Collection entries:
⁂

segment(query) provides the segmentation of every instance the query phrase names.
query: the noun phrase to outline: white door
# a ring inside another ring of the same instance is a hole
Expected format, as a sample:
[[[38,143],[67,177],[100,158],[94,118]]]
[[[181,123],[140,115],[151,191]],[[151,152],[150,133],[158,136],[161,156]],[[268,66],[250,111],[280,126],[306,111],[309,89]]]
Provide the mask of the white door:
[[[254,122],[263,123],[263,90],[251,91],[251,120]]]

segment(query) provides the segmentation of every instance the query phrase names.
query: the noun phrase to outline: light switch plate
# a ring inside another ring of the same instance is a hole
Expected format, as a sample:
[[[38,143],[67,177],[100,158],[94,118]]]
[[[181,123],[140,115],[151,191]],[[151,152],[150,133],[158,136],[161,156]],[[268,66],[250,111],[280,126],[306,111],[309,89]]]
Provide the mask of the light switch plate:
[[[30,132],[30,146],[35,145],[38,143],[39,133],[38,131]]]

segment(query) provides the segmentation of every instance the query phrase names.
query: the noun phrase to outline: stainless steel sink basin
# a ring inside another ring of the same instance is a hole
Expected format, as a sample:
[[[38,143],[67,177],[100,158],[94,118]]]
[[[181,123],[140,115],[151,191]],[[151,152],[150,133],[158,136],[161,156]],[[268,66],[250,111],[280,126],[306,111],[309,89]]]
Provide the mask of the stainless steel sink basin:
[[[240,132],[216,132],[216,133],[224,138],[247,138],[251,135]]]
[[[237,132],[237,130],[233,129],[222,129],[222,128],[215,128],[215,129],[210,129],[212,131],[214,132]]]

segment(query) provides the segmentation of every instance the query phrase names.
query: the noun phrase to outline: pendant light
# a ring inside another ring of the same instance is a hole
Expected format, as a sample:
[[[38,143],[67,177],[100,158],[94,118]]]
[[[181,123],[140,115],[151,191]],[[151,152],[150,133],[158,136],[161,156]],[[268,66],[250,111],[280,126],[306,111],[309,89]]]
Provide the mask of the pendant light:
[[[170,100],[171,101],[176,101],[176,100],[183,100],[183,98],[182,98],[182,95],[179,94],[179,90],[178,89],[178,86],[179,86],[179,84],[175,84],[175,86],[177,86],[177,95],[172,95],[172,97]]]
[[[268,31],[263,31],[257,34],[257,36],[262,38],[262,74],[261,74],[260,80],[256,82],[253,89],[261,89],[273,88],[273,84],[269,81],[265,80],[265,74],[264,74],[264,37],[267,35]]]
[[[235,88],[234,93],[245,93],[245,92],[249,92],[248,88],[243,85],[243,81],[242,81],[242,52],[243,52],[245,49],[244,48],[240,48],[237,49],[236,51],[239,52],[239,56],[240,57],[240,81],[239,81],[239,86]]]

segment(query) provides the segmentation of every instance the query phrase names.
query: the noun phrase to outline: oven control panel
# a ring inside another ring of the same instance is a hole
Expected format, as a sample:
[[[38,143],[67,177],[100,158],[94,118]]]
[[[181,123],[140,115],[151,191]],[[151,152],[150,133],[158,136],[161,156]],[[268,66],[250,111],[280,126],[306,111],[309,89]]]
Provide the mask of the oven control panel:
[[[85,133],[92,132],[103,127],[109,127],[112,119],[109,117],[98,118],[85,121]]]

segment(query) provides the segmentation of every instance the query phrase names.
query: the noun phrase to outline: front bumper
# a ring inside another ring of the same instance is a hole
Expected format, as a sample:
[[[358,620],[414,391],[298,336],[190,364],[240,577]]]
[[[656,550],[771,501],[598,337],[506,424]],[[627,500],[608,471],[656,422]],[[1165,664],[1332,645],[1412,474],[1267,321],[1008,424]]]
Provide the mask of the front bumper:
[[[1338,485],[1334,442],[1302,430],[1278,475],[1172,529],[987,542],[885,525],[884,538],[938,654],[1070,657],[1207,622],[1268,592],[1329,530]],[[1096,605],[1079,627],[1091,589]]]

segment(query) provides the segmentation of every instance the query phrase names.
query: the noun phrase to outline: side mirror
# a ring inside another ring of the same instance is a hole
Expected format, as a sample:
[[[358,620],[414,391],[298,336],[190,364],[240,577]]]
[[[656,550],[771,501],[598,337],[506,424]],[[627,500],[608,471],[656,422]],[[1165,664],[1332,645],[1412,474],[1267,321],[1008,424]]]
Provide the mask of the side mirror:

⁂

STATED PROBLEM: Write out everything from the start of the material down through the line containing "[[[30,132],[30,146],[35,145],[38,143],[39,133],[38,131]]]", reproducing every line in full and scaling each coordinate in the answers by 0.8, rounded to whole numbers with halves rounded up. All other text and numbers stay unchanged.

THE RESULT:
segment(query) provides the segmentation of every instance the query phrase names.
query: the noun phrase to outline: white door
# a ring inside another ring of the same instance is a hole
Expected format, as a sample:
[[[38,143],[67,177],[100,158],[94,118]]]
[[[181,123],[140,115],[151,191]],[[151,152],[150,133],[158,136],[161,156]],[[268,66],[250,111],[280,126],[306,111],[309,89]]]
Provide the mask of the white door:
[[[203,98],[210,98],[210,72],[201,73],[201,96]]]

segment(query) provides the segmentation of every instance the query phrase names.
query: the noun phrase to outline: light switch plate
# a ring inside another ring of the same instance is a hole
Expected format, as a sample:
[[[38,143],[67,177],[100,158],[94,118]]]
[[[181,123],[140,115],[151,191]],[[151,152],[150,133],[158,136],[161,156]],[[268,66],[250,111],[280,126],[306,111],[309,89]]]
Provide the mask of the light switch plate:
[[[24,106],[24,117],[28,116],[30,114],[31,106],[30,105]]]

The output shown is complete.